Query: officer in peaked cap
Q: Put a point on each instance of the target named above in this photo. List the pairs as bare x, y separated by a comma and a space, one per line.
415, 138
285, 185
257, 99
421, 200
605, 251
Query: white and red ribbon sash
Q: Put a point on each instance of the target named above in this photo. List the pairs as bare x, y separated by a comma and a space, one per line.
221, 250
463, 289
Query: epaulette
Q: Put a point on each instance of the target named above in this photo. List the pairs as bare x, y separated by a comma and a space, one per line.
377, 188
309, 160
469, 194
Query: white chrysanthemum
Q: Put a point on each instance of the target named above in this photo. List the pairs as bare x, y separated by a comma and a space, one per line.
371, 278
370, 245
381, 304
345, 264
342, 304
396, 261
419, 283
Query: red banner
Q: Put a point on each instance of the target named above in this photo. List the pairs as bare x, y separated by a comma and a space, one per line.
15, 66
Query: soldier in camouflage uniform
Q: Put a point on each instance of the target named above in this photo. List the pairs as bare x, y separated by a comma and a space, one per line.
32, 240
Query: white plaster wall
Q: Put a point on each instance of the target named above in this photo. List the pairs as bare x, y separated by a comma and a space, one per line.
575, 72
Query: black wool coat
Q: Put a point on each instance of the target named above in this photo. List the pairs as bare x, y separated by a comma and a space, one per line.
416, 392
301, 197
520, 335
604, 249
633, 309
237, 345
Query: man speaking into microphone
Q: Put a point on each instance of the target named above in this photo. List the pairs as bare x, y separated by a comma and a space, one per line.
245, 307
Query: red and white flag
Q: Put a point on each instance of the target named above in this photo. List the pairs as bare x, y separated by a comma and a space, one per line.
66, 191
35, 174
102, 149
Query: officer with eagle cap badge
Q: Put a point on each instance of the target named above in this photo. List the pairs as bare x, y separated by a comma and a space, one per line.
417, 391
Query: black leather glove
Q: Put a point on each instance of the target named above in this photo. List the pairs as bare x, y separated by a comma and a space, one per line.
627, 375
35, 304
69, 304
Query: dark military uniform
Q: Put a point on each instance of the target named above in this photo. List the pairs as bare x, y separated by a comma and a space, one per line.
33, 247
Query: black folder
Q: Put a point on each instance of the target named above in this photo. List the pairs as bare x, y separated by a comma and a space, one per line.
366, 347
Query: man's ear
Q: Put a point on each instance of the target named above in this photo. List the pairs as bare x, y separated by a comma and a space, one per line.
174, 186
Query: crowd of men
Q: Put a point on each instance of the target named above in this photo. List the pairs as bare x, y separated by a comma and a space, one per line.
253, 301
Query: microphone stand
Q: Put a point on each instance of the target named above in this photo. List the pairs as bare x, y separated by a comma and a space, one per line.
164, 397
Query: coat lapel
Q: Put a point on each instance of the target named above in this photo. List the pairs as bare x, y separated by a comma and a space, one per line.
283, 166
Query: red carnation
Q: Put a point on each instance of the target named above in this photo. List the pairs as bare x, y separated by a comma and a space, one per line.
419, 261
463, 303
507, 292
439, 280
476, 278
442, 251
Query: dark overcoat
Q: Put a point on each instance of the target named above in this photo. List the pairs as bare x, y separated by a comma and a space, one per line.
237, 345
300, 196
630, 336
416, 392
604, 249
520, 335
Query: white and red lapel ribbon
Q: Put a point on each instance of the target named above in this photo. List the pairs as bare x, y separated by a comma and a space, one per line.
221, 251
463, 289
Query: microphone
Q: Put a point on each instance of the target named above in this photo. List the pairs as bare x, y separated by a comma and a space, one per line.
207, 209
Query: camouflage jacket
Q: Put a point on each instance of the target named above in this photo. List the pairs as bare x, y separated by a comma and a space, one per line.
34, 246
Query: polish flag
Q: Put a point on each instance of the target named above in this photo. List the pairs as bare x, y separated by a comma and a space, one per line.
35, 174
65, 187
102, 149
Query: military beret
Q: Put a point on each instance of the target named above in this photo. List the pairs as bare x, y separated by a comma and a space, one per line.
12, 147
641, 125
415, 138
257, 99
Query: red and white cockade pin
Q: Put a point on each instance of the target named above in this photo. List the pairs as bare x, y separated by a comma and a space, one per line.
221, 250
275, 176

■ **TASK GOAL**
Can you render the material from the line with "Query: white and red lapel ribbon" through its end as a Markdown table with the columns Row and Line, numbering each line and leaving out blank lines?

■ **REPLY**
| Row | Line |
|---|---|
| 1 | Query: white and red lapel ribbon |
| 2 | Q: Put a point on each instance of the target named above in this photo. List the pairs as bare x, y separated by a comma and a space, one per line. |
| 3 | 221, 251 |
| 4 | 463, 289 |
| 5 | Query: microphone |
| 6 | Q: Put a point on each instance of the target named above in this photo. List the pairs as bare x, y separated by a comma and a space, one per line. |
| 7 | 207, 209 |
| 8 | Query: camouflage jacket |
| 9 | Q: Put a point on each instance of the target named above in this photo. List the pairs as bare x, y separated by a comma and a space, one per line. |
| 10 | 34, 246 |
| 11 | Query: polish flag |
| 12 | Q: Put a point on each instance of the target named above in this photo. List the pairs as bare x, y separated by a comma and a space, one per line. |
| 13 | 35, 174 |
| 14 | 65, 187 |
| 15 | 102, 149 |
| 16 | Query: military beret |
| 17 | Q: Put a point on each instance of the target named above in this photo. List the pairs as bare x, y separated by a comma and a space, one per line. |
| 18 | 12, 147 |
| 19 | 641, 125 |
| 20 | 415, 138 |
| 21 | 257, 99 |
| 22 | Query: red and white cockade pin |
| 23 | Q: Put a point on each instance of the target named above in this photo. List the pairs as bare x, y separated by a comma and a space, one per line. |
| 24 | 221, 250 |
| 25 | 275, 176 |